▶ _Exercise directions_:
Write what comes next in the mailing-list message about the PDFBox 2.0.21 snapshot reports, picking up right after its final line.

Reports are here:
https://corpora.tika.apache.org/base/reports/pdfbox-2.0.21-SNAPSHOT.tgz
Looks like extraction improved slightly. I found a bug at the Tika level
that is creating a few more exceptions (will fix soon), but this is not a
problem for PDFBox.
I was able to turn back on our unit test that counted characters and
non-unicode mapped characters.
I'll look a bit tomorrow, but this looks good to me.
Again, many thanks to Maruan! The processing speeds were, um, much, much
faster.
Best,
Tim
On Tue, Jul 28, 2020 at 10:56 AM Andreas Lehmkuehler <[email protected]>
wrote:
> Yes, please
>
> Thanks in advance!

(Data records)
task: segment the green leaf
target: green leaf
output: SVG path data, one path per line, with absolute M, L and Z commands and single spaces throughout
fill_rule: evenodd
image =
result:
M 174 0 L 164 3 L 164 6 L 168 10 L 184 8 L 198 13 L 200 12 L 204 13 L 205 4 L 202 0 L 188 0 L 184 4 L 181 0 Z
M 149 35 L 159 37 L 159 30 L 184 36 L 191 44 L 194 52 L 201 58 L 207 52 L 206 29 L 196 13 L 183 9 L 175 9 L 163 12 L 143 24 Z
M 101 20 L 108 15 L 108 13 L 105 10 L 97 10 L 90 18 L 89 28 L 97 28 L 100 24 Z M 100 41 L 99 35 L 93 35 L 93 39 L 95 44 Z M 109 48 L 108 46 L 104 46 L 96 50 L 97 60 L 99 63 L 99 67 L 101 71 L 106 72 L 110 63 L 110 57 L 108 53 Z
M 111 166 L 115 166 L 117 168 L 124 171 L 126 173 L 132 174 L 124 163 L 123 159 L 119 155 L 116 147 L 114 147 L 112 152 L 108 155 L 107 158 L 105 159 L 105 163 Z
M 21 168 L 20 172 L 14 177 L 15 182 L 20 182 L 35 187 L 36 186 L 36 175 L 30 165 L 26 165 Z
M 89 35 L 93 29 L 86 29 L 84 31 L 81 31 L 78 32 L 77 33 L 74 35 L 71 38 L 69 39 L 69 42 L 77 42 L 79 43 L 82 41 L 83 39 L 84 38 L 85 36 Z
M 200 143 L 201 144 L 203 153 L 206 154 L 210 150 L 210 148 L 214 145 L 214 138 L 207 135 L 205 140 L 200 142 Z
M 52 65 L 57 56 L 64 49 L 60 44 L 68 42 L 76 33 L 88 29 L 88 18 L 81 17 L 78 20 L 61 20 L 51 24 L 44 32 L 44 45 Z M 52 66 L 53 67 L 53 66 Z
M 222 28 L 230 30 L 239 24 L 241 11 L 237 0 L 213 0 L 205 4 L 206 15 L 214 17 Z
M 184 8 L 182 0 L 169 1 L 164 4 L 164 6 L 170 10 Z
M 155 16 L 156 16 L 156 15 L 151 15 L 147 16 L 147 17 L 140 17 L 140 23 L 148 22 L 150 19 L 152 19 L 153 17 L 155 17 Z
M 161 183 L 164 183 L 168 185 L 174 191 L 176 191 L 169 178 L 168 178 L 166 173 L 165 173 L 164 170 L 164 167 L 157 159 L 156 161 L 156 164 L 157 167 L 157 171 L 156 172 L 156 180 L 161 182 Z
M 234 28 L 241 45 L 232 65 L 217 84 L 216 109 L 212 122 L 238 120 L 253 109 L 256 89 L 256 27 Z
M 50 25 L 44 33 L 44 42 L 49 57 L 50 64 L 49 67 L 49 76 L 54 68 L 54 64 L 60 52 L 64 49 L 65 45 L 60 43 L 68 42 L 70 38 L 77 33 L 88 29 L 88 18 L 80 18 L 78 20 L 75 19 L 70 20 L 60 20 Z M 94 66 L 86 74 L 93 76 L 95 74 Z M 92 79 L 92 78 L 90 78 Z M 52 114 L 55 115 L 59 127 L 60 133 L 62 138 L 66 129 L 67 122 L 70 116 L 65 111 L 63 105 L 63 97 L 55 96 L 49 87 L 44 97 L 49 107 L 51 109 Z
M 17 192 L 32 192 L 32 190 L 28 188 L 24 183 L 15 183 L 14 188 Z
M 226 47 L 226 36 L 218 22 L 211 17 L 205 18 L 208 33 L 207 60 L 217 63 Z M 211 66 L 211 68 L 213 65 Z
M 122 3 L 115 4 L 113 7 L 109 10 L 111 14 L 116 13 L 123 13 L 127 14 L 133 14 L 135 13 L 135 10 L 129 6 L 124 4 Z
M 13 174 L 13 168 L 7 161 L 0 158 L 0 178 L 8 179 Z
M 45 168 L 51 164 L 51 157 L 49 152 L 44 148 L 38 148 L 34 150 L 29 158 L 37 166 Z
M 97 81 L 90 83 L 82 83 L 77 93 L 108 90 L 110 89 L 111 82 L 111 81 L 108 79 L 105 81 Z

▶ _Written response_:
>
> Am 28.07.20 um 12:45 schrieb Tim Allison:
> > Y. I can run these today
> >
> > On Tue, Jul 28, 2020 at 2:58 AM Andreas Lehmkuehler <[email protected]>
> > wrote:
> >
> >> Hi,
> >>
> >> is there any chance to run the PDFBox regression tests (2.0.20 vs.
> >> SNAPSHOT) on
> >> our new box? Does anyone had the cycles to prepare something ready to
> >> start?
> >>
> >> If not, is there anything I can do to help? I'm planning to cut a new
> >> PDFBox
> >> release soon.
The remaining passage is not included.